▶ **PROBLEM TO SOLVE**
Please output exactly the run of lines that starts at the line with "For every instance of the eyeglasses, give" and ends at the last line of the records below.

▶ **SOURCE MATERIAL**
········

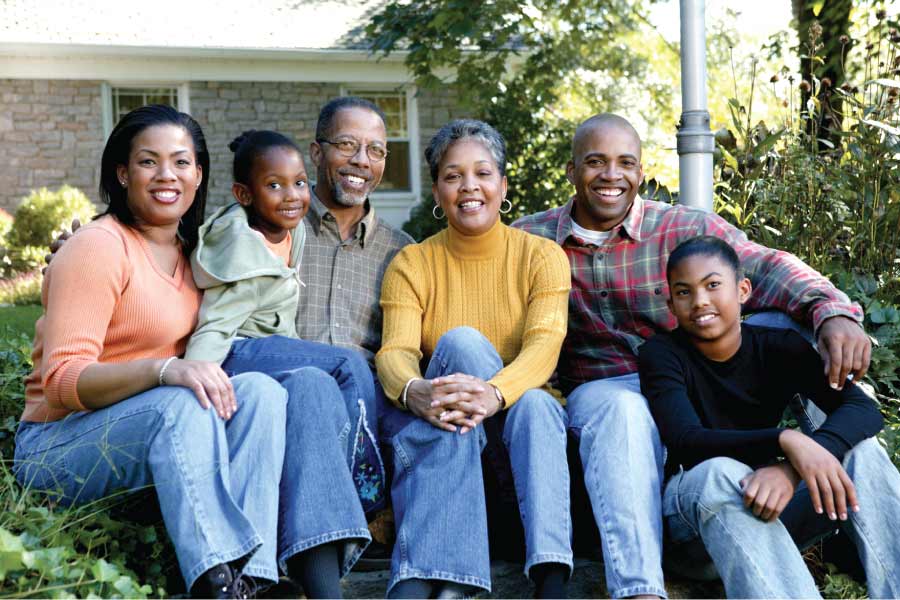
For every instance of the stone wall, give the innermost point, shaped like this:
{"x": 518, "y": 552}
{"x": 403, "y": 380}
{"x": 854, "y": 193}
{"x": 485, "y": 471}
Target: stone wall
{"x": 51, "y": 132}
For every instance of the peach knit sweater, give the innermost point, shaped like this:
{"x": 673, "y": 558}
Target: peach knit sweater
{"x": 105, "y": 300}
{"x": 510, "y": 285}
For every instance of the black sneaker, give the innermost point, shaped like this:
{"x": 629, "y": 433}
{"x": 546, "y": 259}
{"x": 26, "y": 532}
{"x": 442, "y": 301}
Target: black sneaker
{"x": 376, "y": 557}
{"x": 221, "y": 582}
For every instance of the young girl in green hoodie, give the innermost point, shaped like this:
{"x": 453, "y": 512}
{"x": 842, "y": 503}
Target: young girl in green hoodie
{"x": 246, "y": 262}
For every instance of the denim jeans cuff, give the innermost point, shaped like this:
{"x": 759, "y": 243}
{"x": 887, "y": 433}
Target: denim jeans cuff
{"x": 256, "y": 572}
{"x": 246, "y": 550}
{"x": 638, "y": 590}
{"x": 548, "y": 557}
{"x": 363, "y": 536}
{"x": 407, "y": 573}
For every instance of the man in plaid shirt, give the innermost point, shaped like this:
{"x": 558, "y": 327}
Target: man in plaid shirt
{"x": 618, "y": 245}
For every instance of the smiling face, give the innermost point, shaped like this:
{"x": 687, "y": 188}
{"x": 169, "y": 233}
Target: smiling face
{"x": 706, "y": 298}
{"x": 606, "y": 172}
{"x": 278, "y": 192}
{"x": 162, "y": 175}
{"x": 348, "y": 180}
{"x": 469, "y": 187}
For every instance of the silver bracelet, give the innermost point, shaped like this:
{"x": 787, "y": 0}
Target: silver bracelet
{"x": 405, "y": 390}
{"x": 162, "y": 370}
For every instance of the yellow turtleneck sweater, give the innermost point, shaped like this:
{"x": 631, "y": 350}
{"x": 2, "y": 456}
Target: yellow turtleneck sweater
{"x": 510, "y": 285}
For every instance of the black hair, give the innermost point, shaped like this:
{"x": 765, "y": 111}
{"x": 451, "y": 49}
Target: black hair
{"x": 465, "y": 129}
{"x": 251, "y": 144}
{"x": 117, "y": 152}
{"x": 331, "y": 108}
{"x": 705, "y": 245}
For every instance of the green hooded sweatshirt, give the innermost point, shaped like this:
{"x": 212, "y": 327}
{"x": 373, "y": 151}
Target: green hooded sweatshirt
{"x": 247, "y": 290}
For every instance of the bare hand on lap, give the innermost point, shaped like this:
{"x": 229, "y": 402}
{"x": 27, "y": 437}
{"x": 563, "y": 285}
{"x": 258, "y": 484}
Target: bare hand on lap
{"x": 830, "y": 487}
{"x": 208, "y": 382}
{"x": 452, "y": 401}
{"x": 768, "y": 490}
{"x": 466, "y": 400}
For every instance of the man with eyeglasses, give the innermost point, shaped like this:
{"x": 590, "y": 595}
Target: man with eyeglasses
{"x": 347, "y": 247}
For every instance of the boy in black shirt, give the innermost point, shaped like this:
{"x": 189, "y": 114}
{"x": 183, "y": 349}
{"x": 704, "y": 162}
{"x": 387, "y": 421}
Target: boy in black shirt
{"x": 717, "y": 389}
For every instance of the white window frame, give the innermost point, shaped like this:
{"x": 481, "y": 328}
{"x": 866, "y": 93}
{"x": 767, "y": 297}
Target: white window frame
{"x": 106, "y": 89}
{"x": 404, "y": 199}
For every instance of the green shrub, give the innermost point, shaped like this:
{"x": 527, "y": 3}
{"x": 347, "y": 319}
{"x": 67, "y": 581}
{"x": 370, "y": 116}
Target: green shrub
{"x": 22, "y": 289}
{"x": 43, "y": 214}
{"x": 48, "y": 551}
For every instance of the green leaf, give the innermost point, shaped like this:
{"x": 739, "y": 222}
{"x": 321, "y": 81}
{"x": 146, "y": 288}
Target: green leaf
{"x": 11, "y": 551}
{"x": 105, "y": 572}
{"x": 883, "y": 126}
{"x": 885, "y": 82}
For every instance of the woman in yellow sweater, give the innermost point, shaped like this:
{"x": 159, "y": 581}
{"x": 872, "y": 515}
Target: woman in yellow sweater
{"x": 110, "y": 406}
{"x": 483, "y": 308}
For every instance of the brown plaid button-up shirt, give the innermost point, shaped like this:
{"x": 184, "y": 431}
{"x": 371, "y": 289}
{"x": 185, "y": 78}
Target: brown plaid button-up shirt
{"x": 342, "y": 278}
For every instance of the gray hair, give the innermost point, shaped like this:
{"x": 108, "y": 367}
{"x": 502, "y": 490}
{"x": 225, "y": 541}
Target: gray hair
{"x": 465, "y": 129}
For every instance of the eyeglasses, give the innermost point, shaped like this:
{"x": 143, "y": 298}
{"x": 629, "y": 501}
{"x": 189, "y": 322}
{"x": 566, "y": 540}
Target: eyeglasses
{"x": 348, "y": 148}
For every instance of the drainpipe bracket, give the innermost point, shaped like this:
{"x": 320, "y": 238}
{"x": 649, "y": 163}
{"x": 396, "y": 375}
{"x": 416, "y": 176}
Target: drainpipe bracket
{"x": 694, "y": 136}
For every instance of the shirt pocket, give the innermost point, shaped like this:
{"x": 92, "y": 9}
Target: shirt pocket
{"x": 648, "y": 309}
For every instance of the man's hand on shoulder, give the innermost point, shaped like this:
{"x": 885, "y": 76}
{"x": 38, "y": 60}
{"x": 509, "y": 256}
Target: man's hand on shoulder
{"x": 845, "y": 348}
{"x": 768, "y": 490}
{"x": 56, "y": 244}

········

▶ **TASK ANSWER**
For every instance of the eyeglasses, give the innermost point, shaped like this:
{"x": 143, "y": 298}
{"x": 629, "y": 501}
{"x": 189, "y": 322}
{"x": 566, "y": 540}
Target: eyeglasses
{"x": 348, "y": 148}
For every instance of the drainpipe bracket, give the innermost point, shaped like this:
{"x": 320, "y": 238}
{"x": 649, "y": 163}
{"x": 396, "y": 375}
{"x": 416, "y": 176}
Target: drainpipe bracket
{"x": 694, "y": 136}
For every instance of the shirt pocket, give the innermost point, shaped like this:
{"x": 92, "y": 9}
Target: shirt pocket
{"x": 648, "y": 309}
For every instance of the man's hand on shoulder, give the innermost point, shaped like this:
{"x": 885, "y": 76}
{"x": 38, "y": 60}
{"x": 509, "y": 256}
Target: man's hand on shoulder
{"x": 845, "y": 348}
{"x": 768, "y": 490}
{"x": 56, "y": 244}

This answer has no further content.